[Begin]

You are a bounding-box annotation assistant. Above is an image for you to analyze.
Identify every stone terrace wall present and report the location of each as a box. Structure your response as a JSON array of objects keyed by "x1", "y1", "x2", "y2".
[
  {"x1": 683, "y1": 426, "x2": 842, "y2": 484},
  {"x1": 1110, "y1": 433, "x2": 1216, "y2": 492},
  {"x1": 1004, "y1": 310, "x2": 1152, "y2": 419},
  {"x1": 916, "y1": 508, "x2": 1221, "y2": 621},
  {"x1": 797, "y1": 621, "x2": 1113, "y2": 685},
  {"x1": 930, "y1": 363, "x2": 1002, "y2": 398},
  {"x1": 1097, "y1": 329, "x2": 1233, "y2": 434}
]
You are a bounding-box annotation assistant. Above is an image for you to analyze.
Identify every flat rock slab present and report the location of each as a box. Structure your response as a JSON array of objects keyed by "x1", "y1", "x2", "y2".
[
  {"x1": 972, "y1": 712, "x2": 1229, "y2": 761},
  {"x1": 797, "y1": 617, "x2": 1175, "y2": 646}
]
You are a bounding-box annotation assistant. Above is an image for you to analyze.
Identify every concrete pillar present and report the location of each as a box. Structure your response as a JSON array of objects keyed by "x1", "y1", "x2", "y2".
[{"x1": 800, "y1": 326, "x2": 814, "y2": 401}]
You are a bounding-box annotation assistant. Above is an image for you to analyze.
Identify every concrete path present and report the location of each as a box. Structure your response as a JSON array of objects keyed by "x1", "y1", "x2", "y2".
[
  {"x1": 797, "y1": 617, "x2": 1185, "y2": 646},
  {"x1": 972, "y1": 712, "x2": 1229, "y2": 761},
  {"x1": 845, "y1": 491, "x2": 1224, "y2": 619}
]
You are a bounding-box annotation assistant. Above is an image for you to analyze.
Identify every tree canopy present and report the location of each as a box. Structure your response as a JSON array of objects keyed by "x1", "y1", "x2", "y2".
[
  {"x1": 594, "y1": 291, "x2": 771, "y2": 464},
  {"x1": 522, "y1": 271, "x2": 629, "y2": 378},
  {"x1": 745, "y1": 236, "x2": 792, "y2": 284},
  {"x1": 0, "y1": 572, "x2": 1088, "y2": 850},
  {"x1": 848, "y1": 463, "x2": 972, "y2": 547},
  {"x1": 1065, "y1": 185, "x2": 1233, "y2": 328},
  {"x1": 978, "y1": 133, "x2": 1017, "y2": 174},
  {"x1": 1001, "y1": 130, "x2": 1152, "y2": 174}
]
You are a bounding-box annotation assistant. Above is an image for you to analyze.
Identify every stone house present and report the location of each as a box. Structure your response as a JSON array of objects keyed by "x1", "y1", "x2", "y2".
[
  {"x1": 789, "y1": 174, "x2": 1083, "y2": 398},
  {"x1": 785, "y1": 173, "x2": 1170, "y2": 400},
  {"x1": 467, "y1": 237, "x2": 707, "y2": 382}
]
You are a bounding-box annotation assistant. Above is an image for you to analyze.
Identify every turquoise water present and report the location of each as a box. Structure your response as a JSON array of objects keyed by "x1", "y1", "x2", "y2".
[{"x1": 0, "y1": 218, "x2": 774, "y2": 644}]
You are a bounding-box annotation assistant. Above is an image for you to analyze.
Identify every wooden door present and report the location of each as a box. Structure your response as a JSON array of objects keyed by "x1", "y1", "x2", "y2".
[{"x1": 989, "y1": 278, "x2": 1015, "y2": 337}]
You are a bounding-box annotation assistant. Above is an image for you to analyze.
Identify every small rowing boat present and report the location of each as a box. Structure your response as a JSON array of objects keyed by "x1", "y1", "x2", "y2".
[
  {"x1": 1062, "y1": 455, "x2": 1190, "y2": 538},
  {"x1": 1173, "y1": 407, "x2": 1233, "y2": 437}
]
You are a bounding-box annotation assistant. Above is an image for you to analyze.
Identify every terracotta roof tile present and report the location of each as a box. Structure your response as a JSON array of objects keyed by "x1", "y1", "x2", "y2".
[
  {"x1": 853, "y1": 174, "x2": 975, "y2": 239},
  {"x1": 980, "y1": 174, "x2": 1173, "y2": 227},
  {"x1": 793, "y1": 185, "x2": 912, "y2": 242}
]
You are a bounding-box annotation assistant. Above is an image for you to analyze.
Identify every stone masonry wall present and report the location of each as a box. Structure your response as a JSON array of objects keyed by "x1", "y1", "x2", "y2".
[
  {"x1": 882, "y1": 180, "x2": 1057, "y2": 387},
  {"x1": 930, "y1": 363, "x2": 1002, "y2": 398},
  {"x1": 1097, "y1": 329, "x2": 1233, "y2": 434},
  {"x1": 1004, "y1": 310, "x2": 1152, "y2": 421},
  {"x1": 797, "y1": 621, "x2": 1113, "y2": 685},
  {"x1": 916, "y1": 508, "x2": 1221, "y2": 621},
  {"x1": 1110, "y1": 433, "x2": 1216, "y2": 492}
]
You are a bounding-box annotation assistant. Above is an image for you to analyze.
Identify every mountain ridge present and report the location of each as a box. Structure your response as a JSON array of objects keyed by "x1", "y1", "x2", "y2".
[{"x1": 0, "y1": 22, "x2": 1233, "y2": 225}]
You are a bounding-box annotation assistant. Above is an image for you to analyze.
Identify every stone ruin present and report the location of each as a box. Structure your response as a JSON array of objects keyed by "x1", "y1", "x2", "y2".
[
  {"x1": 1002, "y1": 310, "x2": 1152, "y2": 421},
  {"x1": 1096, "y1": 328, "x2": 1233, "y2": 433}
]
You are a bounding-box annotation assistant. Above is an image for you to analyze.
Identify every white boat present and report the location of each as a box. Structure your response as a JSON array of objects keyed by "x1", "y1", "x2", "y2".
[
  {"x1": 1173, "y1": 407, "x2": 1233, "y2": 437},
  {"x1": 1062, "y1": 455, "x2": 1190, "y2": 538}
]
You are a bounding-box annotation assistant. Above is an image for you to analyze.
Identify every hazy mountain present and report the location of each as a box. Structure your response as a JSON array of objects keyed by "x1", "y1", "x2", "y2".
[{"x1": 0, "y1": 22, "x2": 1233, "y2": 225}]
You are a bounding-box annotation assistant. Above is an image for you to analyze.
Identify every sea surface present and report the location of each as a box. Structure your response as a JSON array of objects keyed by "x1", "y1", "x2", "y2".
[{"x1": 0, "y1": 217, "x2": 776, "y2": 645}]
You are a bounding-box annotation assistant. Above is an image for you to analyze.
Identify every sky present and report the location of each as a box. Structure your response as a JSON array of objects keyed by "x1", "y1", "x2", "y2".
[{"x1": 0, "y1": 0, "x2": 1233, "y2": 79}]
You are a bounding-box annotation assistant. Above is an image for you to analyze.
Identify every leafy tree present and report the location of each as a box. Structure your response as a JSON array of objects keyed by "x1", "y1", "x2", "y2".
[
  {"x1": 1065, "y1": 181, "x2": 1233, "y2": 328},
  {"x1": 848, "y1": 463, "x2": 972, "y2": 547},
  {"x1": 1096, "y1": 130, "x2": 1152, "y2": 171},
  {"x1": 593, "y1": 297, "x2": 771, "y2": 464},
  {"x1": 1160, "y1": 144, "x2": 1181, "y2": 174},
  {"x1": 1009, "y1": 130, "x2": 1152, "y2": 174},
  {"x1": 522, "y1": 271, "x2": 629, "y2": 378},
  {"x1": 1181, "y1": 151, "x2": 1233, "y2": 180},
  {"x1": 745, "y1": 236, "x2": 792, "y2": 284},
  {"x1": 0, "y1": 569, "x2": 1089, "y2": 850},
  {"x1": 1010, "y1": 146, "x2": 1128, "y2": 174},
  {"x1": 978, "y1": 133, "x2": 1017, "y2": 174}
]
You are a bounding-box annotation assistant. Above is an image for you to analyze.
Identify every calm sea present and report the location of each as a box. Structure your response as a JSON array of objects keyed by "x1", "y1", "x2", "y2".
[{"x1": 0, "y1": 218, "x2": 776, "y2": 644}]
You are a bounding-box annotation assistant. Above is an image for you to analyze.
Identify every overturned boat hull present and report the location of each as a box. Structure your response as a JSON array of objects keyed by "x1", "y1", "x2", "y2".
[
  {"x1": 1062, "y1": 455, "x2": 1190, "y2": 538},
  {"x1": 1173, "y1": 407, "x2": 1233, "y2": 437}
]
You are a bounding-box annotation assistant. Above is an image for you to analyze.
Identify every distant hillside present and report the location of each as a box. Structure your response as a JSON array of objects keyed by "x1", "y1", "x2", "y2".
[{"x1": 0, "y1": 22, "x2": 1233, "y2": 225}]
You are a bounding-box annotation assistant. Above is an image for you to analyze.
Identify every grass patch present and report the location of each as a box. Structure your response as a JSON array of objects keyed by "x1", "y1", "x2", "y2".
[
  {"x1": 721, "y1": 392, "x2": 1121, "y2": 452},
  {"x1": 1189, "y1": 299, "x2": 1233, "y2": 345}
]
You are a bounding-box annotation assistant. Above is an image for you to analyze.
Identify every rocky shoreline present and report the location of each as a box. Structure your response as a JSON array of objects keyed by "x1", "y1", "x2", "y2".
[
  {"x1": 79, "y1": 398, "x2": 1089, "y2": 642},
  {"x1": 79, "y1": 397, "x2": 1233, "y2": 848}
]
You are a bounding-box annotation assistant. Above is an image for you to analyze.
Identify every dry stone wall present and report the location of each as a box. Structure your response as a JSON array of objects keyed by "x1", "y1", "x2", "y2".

[End]

Find each line of the listing that contains the string "wall", and copy those lines in their original order.

> [RESULT OF THE EXERCISE]:
Identify every stone terrace wall present and report the location of each as a box. Structure your response as a JSON array of objects keyed by "x1", "y1", "x2", "y2".
Identify every stone masonry wall present and report the location of each as a box. Structure your response as a JSON array of objects keyed by "x1", "y1", "x2", "y2".
Identify every dry stone wall present and report the location of each as a box. Structure your response as a JSON array of objects keyed by "x1", "y1", "x2", "y2".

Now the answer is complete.